-- start --

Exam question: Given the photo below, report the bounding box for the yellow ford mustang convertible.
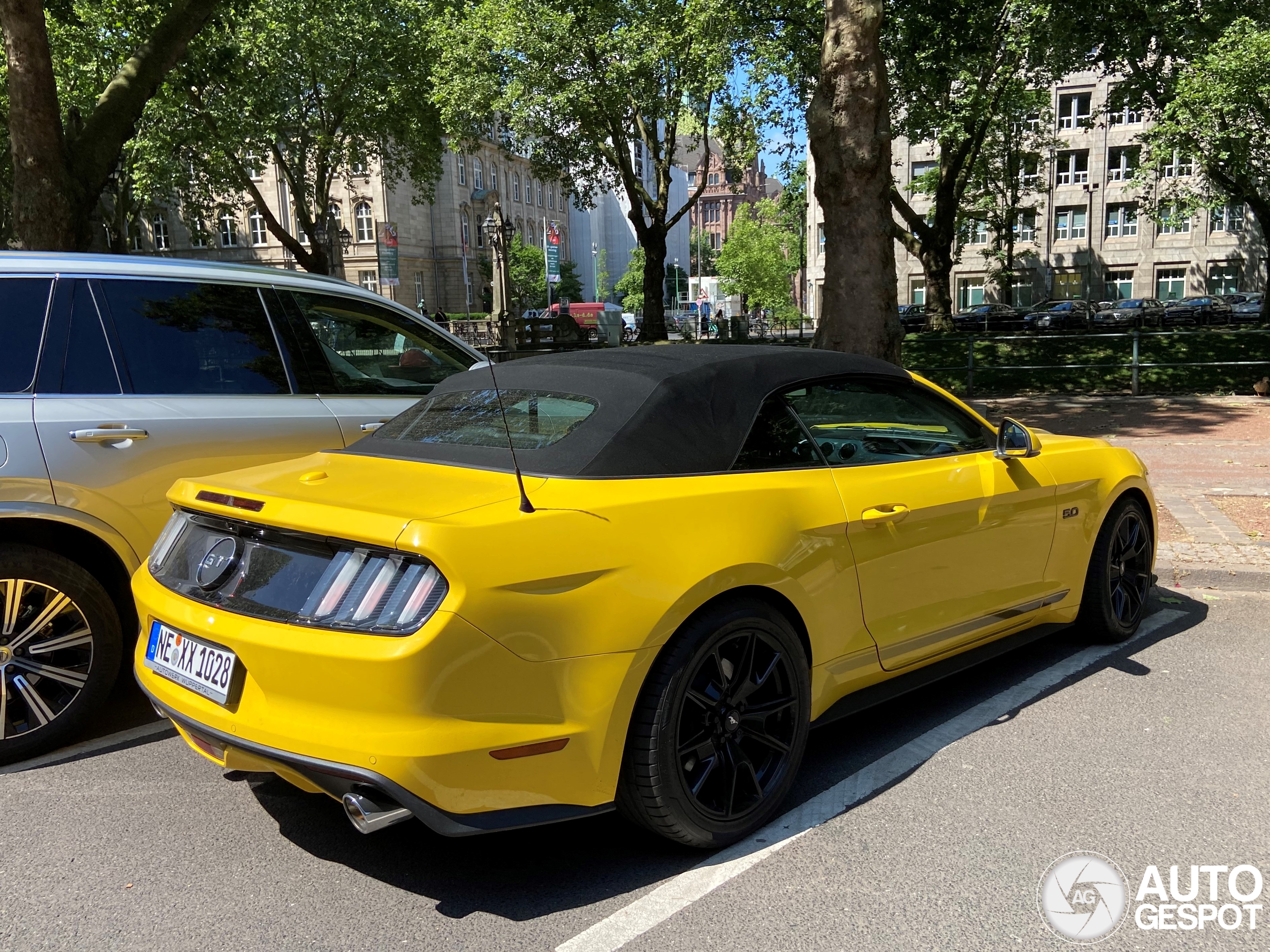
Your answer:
[134,345,1154,847]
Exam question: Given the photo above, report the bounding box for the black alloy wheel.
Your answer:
[0,545,120,764]
[617,598,810,848]
[1077,496,1154,642]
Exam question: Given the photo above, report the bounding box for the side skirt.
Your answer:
[812,622,1072,727]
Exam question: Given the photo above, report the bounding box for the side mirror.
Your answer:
[993,416,1040,459]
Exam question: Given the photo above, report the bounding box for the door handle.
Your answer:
[860,503,908,529]
[71,423,150,443]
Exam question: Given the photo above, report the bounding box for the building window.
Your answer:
[1014,212,1036,241]
[1108,204,1138,237]
[1058,148,1090,185]
[1210,202,1244,232]
[1108,146,1138,181]
[150,212,172,251]
[1156,268,1186,301]
[956,278,983,311]
[1054,208,1086,241]
[246,205,269,245]
[1208,264,1240,294]
[1105,272,1133,301]
[1058,92,1091,129]
[220,212,238,247]
[353,202,374,241]
[1010,274,1032,307]
[1054,272,1084,301]
[1162,151,1192,179]
[1160,204,1190,235]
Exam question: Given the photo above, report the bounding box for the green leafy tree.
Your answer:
[719,198,798,310]
[688,228,719,278]
[614,245,645,313]
[438,0,753,340]
[0,0,217,251]
[885,0,1082,327]
[1136,19,1270,287]
[142,0,442,274]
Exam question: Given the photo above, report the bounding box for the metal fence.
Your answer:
[908,329,1270,396]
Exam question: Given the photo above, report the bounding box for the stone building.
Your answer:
[806,72,1266,322]
[132,142,574,316]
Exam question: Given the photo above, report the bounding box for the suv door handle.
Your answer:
[860,503,908,529]
[71,424,150,443]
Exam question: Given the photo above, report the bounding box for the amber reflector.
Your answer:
[489,738,569,760]
[194,489,264,513]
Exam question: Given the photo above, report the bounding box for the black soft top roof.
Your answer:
[346,344,910,479]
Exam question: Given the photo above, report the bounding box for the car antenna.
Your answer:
[489,360,536,513]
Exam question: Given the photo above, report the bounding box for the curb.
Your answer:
[1156,562,1270,592]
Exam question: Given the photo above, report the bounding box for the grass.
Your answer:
[902,327,1270,396]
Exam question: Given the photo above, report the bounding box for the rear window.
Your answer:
[374,388,598,449]
[0,278,54,393]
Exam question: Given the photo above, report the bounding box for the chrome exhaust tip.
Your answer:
[342,792,414,833]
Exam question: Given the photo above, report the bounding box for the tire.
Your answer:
[1076,496,1154,644]
[0,545,123,764]
[616,599,812,849]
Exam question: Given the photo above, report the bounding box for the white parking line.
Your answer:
[556,609,1185,952]
[0,721,172,773]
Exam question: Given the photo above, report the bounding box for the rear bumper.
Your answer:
[137,680,614,837]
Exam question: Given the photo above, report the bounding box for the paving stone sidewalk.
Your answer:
[976,396,1270,590]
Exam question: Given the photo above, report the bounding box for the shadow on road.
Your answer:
[242,589,1208,921]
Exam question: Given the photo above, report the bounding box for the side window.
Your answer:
[100,279,291,393]
[732,397,824,470]
[61,280,120,393]
[785,378,996,466]
[0,278,54,393]
[282,291,475,396]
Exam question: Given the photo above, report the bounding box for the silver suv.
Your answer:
[0,252,485,763]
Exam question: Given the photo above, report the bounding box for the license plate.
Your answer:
[146,622,238,705]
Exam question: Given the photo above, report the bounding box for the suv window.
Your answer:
[0,278,54,393]
[785,378,996,466]
[102,279,291,393]
[732,397,824,470]
[282,291,475,396]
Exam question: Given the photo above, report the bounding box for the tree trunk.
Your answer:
[0,0,78,251]
[806,0,903,363]
[631,224,667,341]
[0,0,217,251]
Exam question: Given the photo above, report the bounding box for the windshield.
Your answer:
[374,388,598,449]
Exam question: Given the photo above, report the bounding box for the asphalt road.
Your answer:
[0,590,1270,952]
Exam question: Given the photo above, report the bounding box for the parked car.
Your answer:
[1024,301,1094,330]
[1094,297,1164,327]
[0,252,484,763]
[899,305,926,334]
[1166,294,1230,327]
[134,345,1154,848]
[952,305,1018,331]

-- end --

== Aim ==
Copy the entries word for word, starting at the very first line and going on through the line that contains "[812,622,1072,727]", with both ends included. Leave any pictures out of your copy.

== Answer to the problem ==
Exam question: Given the photo below, report the bounding box for the yellow ford mustang convertible.
Your answer:
[134,345,1154,847]
Exam question: Given the photo above, report the bounding box for the black alloy wheel.
Your answer:
[0,545,120,764]
[617,598,810,848]
[1077,496,1154,642]
Exam question: Given the photo above, report the bounding box for the side skirt.
Your answer:
[812,622,1072,727]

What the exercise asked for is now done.